#### Excerpted text

Post-Incident Report: DDoS Attack on MabiPro Infrastructure
Posted at 03-20-26, 06:35 am Link | #1
Drahan GM

Posts: 2148
Joined: 02-06-17
Last post: 14 hours
Last view: 9 hours
Post-Incident Report: DDoS Attack on MabiPro Infrastructure

Date: March 6 to March 17, 2026
Duration: 11 days (intermittent), culminating in a sustained 4-hour attack
Impact: Degraded connectivity for all players; intermittent disconnections
Status: Resolved

What happened

Beginning on March 6, our game infrastructure experienced intermittent connectivity degradation that initially appeared to be routine network instability. Players reported sporadic login failures and consistent lag ingame, in addition to "pet lag", but the episodes were short-lived and difficult to reproduce. Over the following days, these incidents grew in frequency and severity.

On March 17, the attack escalated to a sustained assault combining two distinct vectors: a 15 Gbps volumetric flood targeting our network layer, and a sophisticated application-layer attack exploiting the game protocol's authentication handshake. The intermittent probing over the preceding 11 days had likely been reconnaissance: testing the infrastructure's response to different attack patterns before committing to a full-scale operation.

We believe the same attack vector was also used against the NA Mabinogi servers. The timing is consistent with the attacker using our infrastructure as a testbed to refine their techniques before targeting NA. Unlike our setup, the NA servers do not sit behind a reverse proxy layer, their game servers are directly exposed to the internet. While we experienced the attack as degraded performance and intermittent lag, the NA servers collapsed entirely under the same assault, resulting in extended downtime. The difference in outcome underscores the value of the proxy architecture: even with imperfect defenses at the time, the indirection layer absorbed enough abuse to keep us running.

The volumetric component was a 15 Gbps bandwidth saturation attack, high-throughput junk traffic aimed at exhausting the network capacity of our edge nodes. Our upstream ISP's scrubbing infrastructure absorbed nearly 99% of the flood, but approximately 930 Mbps of residual traffic was still passing through to Drei, enough to saturate its available bandwidth and degrade connectivity for legitimate players.

The application-layer component was more interesting, and more dangerous. This was the first time in MabiPro's history that we had observed an L7 attack targeting the game server directly.

########
#### Data records

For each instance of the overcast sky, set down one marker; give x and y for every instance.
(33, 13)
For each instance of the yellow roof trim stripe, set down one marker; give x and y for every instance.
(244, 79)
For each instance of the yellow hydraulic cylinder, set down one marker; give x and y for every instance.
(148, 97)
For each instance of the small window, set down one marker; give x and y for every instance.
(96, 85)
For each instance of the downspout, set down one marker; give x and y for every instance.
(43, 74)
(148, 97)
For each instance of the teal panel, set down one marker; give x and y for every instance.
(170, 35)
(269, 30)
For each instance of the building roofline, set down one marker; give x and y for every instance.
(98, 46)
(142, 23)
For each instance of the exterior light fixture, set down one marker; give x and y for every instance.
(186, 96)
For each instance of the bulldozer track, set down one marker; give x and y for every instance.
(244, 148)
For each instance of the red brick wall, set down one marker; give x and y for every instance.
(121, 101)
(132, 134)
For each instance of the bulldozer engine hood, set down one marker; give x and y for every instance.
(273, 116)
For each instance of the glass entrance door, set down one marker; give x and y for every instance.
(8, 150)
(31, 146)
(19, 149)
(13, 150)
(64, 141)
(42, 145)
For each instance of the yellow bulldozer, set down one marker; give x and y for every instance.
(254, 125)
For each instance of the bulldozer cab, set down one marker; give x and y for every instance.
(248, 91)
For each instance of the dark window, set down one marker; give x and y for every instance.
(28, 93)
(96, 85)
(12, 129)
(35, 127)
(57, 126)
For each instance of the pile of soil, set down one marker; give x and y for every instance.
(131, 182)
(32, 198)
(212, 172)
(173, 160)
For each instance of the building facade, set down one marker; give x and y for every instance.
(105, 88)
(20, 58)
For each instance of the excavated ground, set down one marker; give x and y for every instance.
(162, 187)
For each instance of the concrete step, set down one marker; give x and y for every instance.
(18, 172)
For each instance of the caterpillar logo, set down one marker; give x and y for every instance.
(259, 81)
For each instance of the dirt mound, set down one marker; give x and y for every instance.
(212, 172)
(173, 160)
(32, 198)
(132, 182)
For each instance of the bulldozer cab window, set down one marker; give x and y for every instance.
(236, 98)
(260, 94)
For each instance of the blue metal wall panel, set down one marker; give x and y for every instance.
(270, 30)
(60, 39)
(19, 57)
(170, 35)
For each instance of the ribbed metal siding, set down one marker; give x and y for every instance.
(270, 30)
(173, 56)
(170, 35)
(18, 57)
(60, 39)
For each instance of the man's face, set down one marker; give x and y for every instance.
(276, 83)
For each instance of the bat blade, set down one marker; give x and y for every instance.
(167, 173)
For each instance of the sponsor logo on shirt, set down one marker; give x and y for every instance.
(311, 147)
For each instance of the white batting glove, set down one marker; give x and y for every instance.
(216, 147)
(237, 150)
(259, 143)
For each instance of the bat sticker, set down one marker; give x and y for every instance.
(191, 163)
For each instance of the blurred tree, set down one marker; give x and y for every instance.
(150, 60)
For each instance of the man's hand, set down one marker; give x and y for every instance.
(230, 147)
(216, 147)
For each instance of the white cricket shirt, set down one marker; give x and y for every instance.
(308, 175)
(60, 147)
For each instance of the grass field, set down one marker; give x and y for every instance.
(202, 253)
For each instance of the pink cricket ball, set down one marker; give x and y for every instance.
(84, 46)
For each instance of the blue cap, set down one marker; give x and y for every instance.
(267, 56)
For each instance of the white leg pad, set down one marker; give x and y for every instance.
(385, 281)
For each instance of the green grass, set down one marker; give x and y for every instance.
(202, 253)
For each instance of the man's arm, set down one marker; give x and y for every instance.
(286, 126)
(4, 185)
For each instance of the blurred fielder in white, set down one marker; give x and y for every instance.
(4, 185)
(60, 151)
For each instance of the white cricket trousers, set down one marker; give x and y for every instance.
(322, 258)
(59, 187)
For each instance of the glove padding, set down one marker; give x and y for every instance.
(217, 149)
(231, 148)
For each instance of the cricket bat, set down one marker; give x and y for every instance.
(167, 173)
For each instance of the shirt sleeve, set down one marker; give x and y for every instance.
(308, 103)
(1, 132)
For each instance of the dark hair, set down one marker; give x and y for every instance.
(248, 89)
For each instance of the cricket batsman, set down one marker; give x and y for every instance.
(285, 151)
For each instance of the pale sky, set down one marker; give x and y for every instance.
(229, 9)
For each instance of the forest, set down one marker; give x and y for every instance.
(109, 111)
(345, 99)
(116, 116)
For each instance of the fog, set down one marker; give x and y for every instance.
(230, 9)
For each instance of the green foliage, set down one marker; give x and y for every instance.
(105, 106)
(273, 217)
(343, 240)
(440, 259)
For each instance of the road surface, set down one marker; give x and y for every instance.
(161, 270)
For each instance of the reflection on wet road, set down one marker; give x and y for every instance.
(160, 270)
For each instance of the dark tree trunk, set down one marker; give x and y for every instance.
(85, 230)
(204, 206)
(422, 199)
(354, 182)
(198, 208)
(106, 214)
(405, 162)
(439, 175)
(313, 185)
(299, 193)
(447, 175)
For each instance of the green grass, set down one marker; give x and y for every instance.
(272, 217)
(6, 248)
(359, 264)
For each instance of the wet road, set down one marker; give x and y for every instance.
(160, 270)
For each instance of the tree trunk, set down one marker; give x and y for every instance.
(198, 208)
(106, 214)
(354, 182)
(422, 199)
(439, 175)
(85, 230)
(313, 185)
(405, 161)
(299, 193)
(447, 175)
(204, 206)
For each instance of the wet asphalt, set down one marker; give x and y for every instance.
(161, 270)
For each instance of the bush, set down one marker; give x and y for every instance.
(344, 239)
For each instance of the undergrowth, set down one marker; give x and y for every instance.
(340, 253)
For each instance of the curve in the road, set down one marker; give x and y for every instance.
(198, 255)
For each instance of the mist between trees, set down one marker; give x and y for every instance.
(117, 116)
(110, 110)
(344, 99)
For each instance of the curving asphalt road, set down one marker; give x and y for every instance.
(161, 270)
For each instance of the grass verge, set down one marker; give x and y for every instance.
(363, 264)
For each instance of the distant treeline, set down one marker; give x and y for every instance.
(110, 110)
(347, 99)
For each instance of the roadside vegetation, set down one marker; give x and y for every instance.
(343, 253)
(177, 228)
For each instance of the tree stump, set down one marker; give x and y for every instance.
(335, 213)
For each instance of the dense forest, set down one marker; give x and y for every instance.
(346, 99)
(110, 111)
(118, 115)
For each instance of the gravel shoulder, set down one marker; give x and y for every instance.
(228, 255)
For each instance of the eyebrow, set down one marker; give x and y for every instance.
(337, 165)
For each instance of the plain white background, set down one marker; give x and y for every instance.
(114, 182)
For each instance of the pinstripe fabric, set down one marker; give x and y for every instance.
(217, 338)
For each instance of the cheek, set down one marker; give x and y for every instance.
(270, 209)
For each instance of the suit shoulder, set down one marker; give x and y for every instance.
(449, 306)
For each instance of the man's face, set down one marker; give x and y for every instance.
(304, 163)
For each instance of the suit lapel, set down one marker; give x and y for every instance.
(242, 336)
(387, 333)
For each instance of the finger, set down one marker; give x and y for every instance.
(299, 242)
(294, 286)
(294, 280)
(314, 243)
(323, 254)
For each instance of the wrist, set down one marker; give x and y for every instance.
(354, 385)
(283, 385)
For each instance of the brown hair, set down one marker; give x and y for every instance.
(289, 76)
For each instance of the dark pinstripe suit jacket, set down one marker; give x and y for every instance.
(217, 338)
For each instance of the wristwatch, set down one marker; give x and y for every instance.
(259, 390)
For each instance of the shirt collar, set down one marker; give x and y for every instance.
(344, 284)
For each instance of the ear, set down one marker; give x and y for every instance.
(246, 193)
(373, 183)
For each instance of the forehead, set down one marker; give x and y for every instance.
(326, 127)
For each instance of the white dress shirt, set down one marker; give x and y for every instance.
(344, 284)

########
#### Data records

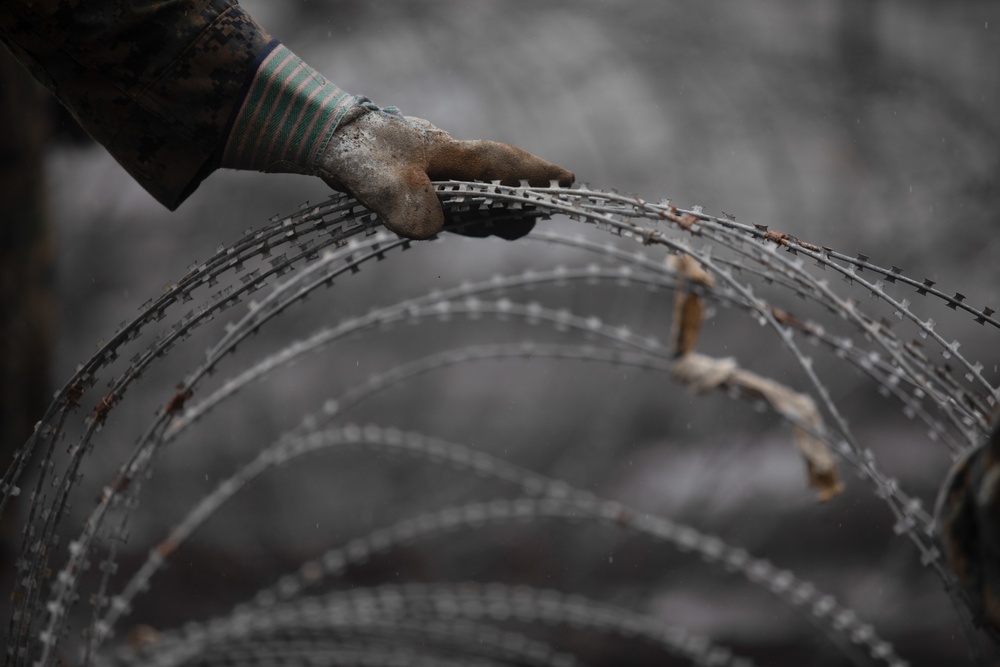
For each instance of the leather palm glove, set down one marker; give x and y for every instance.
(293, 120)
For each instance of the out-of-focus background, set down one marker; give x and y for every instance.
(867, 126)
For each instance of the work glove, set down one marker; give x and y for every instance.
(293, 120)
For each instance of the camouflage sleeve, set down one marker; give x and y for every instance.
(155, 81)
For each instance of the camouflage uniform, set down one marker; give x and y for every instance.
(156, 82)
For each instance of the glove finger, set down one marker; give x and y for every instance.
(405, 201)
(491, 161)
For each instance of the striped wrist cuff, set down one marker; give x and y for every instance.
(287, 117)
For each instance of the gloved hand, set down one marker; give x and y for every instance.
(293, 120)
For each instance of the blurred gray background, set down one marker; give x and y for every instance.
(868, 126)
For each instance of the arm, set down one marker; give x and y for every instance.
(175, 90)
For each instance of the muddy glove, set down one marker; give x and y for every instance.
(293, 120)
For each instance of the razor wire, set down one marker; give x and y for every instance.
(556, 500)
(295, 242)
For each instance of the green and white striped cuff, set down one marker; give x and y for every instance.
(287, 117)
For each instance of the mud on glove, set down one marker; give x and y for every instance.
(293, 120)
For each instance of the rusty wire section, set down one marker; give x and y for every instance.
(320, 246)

########

_Exercise requirements_
- a) Please explain, in one to three sentences, why the incident report says the NA servers collapsed entirely while MabiPro only saw degraded performance under the same attack.
- b) Answer these questions from the incident report, one answer per line, marked as the questions are:
(i) On what date did the connectivity degradation begin?
(ii) What did the application-layer attack exploit?
(iii) About how much residual traffic still passed through to Drei?
- c) For each statement, say yes or no depending on whether the incident report agrees with it, and quote the words from the report that decide it.
(i) The upstream ISP's scrubbing infrastructure absorbed nearly all of the volumetric flood.
(ii) MabiPro had already seen L7 attacks on the game server before this incident.
(iii) The early episodes were easy to reproduce.
Use only the incident report when responding.

_Full answers_
- a) The NA servers do not sit behind a reverse proxy layer, so their game servers are directly exposed to the internet. MabiPro's proxy architecture acted as an indirection layer that absorbed enough abuse to keep its servers running, even with imperfect defenses at the time.

- b)
(i) March 6
(ii) The game protocol's authentication handshake
(iii) Approximately 930 Mbps

- c)
(i) Yes: "Our upstream ISP's scrubbing infrastructure absorbed nearly 99% of the flood"
(ii) No: "This was the first time in MabiPro's history that we had observed an L7 attack targeting the game server directly."
(iii) No: "the episodes were short-lived and difficult to reproduce"